EXERCISE | How many lines in the items below contain the string "target"? Case counts, so count only matches with the same capitalization, and reply with the number alone.

DATA |
---

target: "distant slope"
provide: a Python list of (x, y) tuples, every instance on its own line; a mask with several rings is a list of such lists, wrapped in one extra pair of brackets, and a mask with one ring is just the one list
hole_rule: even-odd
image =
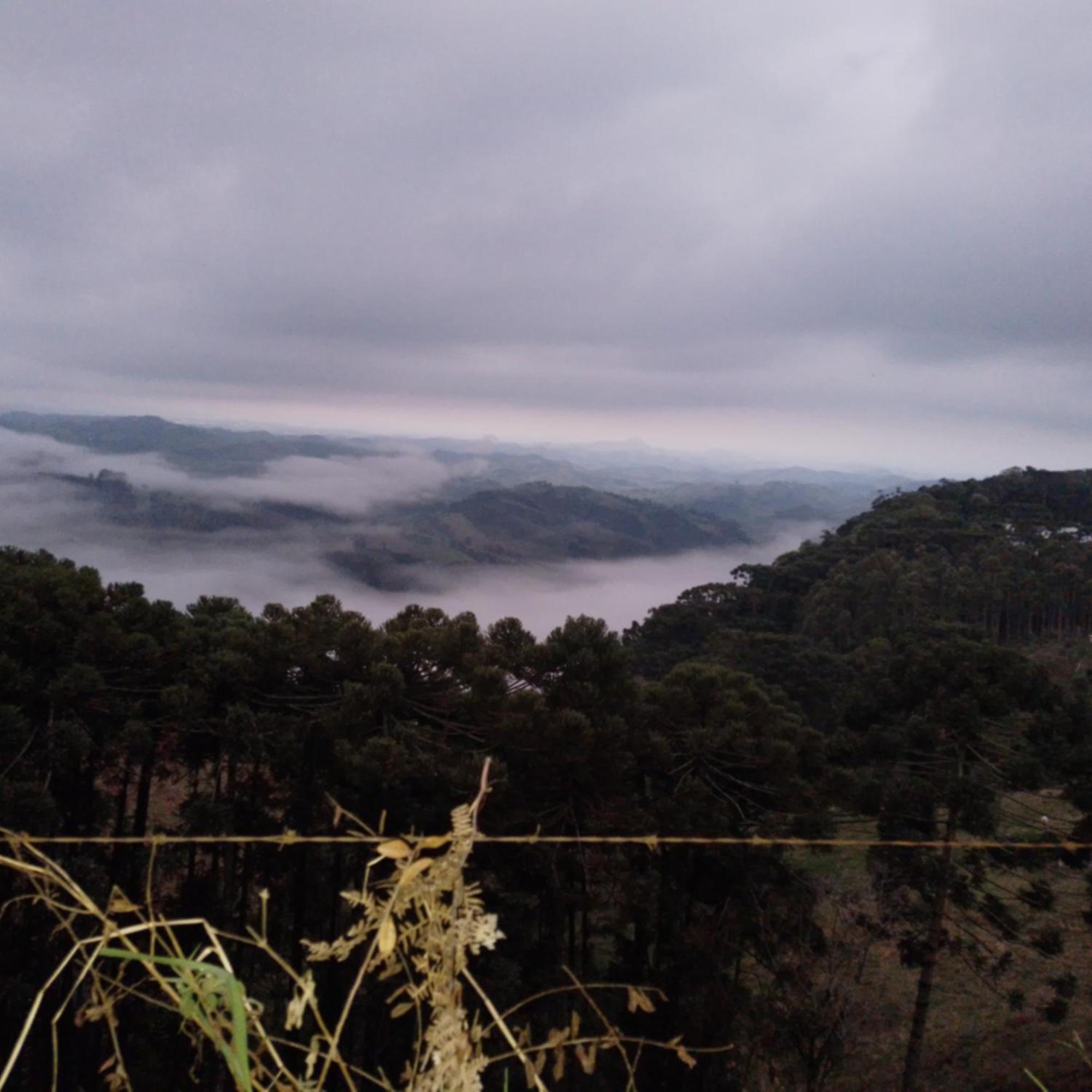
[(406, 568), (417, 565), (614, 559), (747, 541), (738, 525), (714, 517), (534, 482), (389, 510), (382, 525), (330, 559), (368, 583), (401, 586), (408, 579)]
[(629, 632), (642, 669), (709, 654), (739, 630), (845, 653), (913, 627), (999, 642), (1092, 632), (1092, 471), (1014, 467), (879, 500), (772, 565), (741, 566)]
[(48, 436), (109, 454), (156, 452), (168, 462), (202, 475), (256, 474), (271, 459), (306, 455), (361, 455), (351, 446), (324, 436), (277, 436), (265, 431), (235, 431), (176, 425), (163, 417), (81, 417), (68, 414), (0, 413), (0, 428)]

---

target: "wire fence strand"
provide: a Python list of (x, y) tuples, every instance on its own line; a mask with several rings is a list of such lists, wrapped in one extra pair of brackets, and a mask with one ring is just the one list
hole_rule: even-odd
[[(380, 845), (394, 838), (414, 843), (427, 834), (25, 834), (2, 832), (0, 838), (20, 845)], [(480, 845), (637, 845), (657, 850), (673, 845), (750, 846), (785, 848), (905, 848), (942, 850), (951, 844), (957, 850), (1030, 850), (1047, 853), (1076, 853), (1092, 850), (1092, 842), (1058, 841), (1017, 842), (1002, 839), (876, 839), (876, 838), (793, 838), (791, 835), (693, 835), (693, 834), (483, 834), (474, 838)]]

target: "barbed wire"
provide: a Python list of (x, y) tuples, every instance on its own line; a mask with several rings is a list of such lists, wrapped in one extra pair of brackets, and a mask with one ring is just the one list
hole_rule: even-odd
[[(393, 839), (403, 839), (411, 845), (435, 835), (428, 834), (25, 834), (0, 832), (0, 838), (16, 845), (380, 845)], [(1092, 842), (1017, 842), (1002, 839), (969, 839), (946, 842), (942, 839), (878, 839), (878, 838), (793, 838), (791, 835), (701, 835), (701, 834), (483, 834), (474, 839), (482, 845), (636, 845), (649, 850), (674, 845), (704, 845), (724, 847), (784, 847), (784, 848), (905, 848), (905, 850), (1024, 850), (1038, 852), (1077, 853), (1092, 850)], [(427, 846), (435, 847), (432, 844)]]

---

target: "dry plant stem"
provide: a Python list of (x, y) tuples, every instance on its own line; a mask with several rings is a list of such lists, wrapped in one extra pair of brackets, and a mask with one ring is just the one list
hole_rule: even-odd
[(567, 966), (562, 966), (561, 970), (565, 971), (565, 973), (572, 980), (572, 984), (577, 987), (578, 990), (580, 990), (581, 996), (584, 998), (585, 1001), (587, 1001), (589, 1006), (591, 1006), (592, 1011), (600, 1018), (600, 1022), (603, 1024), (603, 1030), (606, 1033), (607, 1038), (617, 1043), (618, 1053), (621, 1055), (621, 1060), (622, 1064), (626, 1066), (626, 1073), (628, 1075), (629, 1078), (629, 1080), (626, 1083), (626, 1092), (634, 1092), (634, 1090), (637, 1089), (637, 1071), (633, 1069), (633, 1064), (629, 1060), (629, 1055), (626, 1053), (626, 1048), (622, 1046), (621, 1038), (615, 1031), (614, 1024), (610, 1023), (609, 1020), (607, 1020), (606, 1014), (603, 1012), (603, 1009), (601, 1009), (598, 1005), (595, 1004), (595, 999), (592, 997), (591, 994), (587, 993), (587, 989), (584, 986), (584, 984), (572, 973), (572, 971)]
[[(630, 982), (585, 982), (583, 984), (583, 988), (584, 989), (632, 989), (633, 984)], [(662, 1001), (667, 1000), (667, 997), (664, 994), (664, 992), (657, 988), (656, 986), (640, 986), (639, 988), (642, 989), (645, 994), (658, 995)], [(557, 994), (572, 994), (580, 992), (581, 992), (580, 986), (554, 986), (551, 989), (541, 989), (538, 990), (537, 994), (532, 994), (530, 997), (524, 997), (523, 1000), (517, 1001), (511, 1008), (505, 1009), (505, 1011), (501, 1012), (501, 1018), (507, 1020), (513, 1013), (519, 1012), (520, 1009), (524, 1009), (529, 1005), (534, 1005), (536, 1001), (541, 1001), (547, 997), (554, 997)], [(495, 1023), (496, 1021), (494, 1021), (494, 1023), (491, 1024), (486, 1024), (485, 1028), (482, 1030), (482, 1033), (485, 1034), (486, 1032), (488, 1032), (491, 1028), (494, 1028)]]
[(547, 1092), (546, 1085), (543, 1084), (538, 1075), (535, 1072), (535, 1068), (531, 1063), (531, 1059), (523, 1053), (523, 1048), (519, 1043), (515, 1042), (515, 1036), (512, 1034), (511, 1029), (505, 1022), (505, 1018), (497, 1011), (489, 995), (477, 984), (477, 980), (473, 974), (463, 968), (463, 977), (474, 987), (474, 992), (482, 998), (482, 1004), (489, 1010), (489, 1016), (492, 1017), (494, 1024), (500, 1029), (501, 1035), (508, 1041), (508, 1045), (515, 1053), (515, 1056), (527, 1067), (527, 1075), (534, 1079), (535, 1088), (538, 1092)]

---

WRITTEN SOLUTION | 4